Exercise instructions –
Turn each of the records below into a JSON list of strings, with one string per line and no blank lines.

_____

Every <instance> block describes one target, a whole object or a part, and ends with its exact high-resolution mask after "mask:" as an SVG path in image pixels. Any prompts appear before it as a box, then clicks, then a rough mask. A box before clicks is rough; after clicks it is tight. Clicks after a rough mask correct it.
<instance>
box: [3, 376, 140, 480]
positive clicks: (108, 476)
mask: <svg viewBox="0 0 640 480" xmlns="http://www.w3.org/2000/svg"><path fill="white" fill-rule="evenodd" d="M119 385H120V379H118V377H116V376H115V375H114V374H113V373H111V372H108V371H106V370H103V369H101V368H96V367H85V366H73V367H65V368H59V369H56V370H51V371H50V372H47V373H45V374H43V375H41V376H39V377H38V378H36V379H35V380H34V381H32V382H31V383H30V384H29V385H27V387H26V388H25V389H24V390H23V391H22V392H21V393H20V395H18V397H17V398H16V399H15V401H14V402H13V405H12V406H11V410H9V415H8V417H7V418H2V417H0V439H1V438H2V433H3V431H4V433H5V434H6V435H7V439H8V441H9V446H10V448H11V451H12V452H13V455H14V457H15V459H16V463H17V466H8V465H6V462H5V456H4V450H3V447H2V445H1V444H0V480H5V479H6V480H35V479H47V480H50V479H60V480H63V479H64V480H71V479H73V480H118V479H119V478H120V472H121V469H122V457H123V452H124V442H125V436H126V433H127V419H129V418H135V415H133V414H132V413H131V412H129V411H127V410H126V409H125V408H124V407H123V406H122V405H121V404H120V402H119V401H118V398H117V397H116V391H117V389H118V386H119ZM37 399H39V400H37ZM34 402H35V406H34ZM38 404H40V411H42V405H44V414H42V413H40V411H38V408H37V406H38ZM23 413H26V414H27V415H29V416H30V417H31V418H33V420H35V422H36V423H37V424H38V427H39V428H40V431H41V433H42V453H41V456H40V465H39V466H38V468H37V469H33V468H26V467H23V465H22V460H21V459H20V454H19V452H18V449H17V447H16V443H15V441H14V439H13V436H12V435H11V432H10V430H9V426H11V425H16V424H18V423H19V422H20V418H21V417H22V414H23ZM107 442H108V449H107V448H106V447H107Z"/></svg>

_____

Task solution –
[
  "Every <instance> block describes one target, a whole object or a part, and ends with its exact high-resolution mask after \"mask:\" as an SVG path in image pixels. Any prompts appear before it as a box, then clicks, then a rough mask. A box before clicks is rough; after clicks it is tight. Clicks after a rough mask correct it.",
  "<instance>",
  "box: [3, 376, 140, 480]",
  "positive clicks: (108, 476)",
  "mask: <svg viewBox=\"0 0 640 480\" xmlns=\"http://www.w3.org/2000/svg\"><path fill=\"white\" fill-rule=\"evenodd\" d=\"M119 385H120V379H118V377H116V376H115V375H114V374H113V373H111V372H108V371H106V370H103V369H101V368H96V367H85V366H73V367H65V368H59V369H56V370H51V371H50V372H47V373H45V374H43V375H41V376H39V377H38V378H36V379H35V380H34V381H32V382H31V383H30V384H29V385H27V387H26V388H25V389H24V390H23V391H22V392H21V393H20V395H18V397H17V398H16V399H15V401H14V402H13V405H12V406H11V410H9V415H8V417H7V418H2V417H0V439H1V438H2V433H3V431H4V433H5V434H6V435H7V439H8V441H9V446H10V448H11V451H12V452H13V455H14V457H15V459H16V463H17V466H8V465H6V462H5V456H4V450H3V447H2V445H1V444H0V480H5V479H6V480H35V479H47V480H50V479H60V480H63V479H64V480H71V479H73V480H118V479H119V478H120V472H121V469H122V457H123V452H124V442H125V436H126V433H127V419H129V418H135V415H133V414H132V413H131V412H129V411H127V410H126V409H125V408H124V407H123V406H122V405H121V404H120V402H119V401H118V398H117V397H116V391H117V389H118V386H119ZM37 399H39V400H37ZM34 402H35V406H34ZM38 404H40V411H42V405H44V414H42V413H40V411H38V408H37V406H38ZM23 413H26V414H27V415H29V416H30V417H31V418H33V420H35V422H36V423H37V424H38V427H39V428H40V431H41V433H42V453H41V456H40V465H39V466H38V468H37V469H33V468H26V467H23V465H22V460H21V459H20V454H19V452H18V449H17V447H16V443H15V441H14V439H13V436H12V435H11V432H10V430H9V426H11V425H16V424H18V423H19V422H20V418H21V417H22V414H23ZM107 442H108V449H107V448H106V447H107Z\"/></svg>"
]